Text segment:
Re: NFS Data CORRUPTION Between Linux and SunOS 5.5.1

Bill Hawes (whawes@transmeta.com)
Thu, 13 Aug 1998 18:48:06 -0700


Ben McCann wrote:

> We use Linux 2.1.x for software development where Linux workstations
> NFS mount filesystems on a Sun UltraSparc server. The Ultra runs
> SunOs 5.5.1.
>
> We ran 2.1.84 with no problems. We recently upgraded our build
> environment to 2.1.102. (We've been using 2.1.102 in application
> testing for a couple of months so we decided it was stable enough
> to use for compiling and linking too).
>
> Immediately after upgrading, we noticed that our executable files
> were corrupted during the link phase of a build. Remember that
> the objects and the executable are all stored on the UltraSparc
> server. If we link under Linux 2.1.84 then there is no corruption
> and if it is 2.1.102 then there IS corruption.

Provided records:
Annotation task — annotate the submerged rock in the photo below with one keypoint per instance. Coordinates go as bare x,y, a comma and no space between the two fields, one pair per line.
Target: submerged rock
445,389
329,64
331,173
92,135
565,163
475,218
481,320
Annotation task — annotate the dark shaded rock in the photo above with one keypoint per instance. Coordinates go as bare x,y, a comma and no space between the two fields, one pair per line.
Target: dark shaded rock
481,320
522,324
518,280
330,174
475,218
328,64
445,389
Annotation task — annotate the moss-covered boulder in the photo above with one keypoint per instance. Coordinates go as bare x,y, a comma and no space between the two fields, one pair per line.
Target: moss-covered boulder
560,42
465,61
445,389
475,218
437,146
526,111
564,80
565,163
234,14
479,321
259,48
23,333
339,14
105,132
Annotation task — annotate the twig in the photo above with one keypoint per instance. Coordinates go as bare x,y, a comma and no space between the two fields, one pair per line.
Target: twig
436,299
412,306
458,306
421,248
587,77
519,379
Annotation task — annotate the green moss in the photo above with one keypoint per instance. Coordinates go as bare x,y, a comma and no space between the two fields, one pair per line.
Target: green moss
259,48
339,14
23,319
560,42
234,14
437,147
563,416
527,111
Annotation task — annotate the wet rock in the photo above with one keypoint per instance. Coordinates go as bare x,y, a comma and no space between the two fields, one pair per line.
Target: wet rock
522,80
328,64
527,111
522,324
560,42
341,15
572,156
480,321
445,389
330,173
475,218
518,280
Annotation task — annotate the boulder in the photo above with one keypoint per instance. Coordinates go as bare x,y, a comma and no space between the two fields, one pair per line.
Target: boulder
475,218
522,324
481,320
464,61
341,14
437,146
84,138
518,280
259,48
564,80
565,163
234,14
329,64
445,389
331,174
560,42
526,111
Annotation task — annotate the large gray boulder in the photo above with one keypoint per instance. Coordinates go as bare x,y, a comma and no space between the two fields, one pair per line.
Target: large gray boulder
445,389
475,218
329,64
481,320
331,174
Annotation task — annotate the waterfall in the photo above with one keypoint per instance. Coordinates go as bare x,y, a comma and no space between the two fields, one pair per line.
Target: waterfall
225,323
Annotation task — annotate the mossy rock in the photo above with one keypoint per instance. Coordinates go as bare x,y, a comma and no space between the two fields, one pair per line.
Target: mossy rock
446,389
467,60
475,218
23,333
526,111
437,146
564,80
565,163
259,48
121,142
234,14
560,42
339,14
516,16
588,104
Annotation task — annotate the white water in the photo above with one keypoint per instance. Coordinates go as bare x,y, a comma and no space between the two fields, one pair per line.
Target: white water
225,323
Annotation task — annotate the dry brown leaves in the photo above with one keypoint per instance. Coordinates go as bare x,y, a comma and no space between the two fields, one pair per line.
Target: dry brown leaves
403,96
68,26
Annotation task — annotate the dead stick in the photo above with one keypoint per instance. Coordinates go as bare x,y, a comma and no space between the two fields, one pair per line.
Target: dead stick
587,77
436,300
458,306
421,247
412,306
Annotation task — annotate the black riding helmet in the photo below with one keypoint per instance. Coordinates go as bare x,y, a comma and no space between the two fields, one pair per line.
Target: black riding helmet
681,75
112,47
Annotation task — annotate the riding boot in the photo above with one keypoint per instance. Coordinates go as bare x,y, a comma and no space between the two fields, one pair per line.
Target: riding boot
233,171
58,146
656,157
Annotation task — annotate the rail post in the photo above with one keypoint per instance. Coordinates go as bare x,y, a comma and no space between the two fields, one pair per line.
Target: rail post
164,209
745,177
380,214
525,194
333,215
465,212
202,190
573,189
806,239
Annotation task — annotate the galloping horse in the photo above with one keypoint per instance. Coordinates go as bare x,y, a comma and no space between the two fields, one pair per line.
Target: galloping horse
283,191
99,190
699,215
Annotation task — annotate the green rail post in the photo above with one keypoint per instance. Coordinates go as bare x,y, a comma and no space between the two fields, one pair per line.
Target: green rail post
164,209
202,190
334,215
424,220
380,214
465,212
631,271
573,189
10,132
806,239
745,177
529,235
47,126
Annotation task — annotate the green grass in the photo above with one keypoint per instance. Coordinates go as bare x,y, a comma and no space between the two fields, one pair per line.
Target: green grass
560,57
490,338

Work instructions:
**A.** Locate each line in the rows that contains the word "dead", matching case exactly, and copy those lines out.
**B.** Resume the NFS corruption post after its last line.
The NFS post and the rows have nothing to do with each other.

Task responses:
**A.**
Annotation task — annotate the dead stick in the photo above with one keypoint per instance. Coordinates go as bare x,y, a comma and no space between the two fields, one pair per line.
Target: dead stick

**B.**
>
> ====> I've repeated this with 2.1.115 so the bug is still alive
> ====> in the latest edition of the kernel.
>
> This is a very puzzling bug. We do NOT see corruption when we link
> directly to the local hard drive and we don't see corruption when
> we NFS mount another 2.1.102 Linux box and link on its file system.
>
> The only corruption occurs when running 'ld' under 2.1.102 (or
> 2.1.115) and writing the executable to a SunOS 5.5.1 NFS server.
> (BTW, we using GNU ld version 2.8.1 (with BFD linux-2.8.1.0.1)).

Hi Ben,

A couple of experiments you could try to help track down the problem ...

If certain files are consistently corrupted, is there a pattern to the
offsets and data that are different?

Try turning on NFS and RPC level debugging (echo 65535
>/proc/sys/sunrpc/{nfs,rpc}_debug) and link a file Linux-toLinux, then
Linux-to-Sun. Then diff the logs and look for patterns that might pinpoint
the problem.

Are you using TCP or UDP? If TCP, try UDP.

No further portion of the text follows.